▸ **Instructions to follow**:
Please tally the lines in the records below that contain the string "target" and give only the number.

▸ **Data for processing**:
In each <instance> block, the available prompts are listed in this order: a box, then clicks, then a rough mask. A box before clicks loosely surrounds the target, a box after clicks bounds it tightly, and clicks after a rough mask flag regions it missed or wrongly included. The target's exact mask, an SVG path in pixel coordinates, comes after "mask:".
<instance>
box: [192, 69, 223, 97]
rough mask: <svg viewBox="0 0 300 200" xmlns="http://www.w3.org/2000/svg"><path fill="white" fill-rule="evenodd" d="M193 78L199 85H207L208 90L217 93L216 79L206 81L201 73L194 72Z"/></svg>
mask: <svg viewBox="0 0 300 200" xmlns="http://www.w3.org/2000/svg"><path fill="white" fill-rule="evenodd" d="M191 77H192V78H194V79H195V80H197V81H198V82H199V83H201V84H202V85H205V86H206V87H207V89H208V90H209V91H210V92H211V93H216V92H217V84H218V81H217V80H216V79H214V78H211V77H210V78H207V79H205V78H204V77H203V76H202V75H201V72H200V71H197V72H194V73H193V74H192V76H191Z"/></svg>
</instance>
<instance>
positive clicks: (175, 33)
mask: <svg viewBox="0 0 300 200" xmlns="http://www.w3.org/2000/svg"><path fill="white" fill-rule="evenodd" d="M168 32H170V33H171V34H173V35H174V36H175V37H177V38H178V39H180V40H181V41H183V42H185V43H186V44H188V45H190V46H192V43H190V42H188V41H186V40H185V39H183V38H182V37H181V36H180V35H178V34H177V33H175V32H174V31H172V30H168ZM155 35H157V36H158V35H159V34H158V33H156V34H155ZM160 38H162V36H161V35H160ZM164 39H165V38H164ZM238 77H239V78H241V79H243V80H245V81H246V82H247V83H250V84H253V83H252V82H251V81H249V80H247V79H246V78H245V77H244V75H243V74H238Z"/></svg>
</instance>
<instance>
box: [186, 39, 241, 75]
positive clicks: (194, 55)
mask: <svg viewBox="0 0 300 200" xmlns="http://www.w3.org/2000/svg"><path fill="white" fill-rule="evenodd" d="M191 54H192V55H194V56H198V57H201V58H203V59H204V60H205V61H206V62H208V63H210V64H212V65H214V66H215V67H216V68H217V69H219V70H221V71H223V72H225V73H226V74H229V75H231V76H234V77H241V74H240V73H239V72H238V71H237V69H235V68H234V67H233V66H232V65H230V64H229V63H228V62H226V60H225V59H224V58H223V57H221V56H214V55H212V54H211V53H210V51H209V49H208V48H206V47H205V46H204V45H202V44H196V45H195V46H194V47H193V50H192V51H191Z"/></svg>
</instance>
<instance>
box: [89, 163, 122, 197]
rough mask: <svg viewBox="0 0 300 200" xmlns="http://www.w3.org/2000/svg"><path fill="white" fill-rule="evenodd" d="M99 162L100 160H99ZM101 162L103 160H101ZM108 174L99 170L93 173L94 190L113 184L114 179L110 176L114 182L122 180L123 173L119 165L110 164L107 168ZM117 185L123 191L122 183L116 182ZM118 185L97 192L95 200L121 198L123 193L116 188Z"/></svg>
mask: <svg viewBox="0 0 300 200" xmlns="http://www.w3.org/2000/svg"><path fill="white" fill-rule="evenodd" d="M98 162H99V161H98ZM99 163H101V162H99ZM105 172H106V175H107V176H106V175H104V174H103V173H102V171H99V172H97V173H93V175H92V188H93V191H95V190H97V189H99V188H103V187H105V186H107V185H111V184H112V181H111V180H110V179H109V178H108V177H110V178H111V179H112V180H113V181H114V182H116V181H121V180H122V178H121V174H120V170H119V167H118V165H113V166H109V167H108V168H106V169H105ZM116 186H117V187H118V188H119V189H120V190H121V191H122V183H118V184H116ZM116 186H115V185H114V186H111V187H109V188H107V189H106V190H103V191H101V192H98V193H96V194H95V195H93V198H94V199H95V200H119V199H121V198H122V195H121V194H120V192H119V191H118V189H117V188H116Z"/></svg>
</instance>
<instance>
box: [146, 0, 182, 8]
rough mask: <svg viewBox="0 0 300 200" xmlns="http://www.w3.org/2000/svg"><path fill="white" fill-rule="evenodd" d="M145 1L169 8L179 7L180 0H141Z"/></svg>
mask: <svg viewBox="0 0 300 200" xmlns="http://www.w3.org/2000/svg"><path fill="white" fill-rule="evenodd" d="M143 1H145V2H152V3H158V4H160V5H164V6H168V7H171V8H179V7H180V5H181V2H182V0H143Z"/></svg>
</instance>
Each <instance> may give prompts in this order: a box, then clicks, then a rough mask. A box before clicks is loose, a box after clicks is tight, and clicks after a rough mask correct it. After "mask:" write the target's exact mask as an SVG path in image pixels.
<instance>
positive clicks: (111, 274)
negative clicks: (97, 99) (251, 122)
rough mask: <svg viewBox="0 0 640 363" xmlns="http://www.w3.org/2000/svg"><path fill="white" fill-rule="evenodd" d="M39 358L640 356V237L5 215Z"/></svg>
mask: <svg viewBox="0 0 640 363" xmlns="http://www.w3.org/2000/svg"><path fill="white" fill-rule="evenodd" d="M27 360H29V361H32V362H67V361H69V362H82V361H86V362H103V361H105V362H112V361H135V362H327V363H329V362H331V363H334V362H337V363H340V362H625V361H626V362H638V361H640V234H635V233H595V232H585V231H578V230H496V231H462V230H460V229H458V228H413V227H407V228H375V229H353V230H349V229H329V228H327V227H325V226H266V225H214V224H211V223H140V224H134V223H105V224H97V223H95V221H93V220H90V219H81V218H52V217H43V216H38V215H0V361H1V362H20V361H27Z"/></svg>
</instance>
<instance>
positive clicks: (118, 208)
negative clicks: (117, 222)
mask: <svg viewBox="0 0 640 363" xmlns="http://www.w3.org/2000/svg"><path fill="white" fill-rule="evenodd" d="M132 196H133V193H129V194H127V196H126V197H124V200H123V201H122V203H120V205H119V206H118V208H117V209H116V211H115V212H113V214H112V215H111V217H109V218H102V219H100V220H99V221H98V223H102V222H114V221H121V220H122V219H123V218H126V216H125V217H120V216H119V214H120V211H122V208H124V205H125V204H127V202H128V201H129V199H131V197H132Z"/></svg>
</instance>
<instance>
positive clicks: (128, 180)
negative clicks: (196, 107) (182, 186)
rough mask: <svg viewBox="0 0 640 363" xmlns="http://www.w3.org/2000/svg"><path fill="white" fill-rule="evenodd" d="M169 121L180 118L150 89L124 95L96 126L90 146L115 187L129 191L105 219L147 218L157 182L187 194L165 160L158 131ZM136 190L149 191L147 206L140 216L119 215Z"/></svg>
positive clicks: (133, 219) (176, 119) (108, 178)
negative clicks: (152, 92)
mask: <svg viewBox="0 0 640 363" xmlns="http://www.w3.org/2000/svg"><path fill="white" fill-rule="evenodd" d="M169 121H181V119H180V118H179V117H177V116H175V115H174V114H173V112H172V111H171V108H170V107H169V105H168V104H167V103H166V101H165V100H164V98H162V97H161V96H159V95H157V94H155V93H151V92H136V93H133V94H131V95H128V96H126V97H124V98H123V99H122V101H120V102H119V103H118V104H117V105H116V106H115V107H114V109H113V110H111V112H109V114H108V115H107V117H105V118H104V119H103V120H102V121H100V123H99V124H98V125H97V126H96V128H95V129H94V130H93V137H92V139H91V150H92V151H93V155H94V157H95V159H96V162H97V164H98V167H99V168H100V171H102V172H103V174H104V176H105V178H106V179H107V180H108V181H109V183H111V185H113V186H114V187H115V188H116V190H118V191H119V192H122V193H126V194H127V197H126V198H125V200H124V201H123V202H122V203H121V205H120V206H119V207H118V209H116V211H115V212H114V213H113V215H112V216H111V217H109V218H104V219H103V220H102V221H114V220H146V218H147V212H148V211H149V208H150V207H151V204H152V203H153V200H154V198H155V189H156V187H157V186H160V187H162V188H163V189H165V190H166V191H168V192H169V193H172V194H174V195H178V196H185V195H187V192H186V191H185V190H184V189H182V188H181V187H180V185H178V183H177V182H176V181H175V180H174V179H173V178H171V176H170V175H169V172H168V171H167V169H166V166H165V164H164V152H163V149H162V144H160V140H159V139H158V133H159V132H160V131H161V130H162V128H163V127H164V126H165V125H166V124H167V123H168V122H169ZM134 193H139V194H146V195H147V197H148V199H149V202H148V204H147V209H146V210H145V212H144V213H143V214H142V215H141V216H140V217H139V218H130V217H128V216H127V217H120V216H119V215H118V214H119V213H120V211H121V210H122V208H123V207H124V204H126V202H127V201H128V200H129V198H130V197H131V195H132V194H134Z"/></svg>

▸ **Answer to this task**:
2